Work to complete: Lay out the records below as a two-column CSV with one row per record. Put each record's text under "text" and its answer under "answer", with each in a single quoted field and any line breaks replaced by spaces.

Data excerpts:
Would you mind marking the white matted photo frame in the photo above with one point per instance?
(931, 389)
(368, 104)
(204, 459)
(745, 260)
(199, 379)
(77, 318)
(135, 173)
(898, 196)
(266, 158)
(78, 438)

Result of this task:
text,answer
"Would you mind marking the white matted photo frame in the photo above with one point per instance?","(931, 389) (368, 104) (204, 459) (745, 260) (199, 379) (77, 318) (135, 173) (898, 196) (266, 158) (78, 438)"